WHAT THE EXERCISE ASKS: Swap every instance of "shorts pocket" in the records for "jacket pocket", and write all the lines out again with nothing else changed.
═══
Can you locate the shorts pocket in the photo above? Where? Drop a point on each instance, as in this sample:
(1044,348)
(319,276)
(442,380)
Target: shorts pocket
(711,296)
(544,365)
═══
FULL RESPONSE:
Can you locate the jacket pocket in the photo above? Where? Drop a point on each instance, as in this sample:
(1044,348)
(319,276)
(442,380)
Target: jacket pocket
(711,296)
(544,365)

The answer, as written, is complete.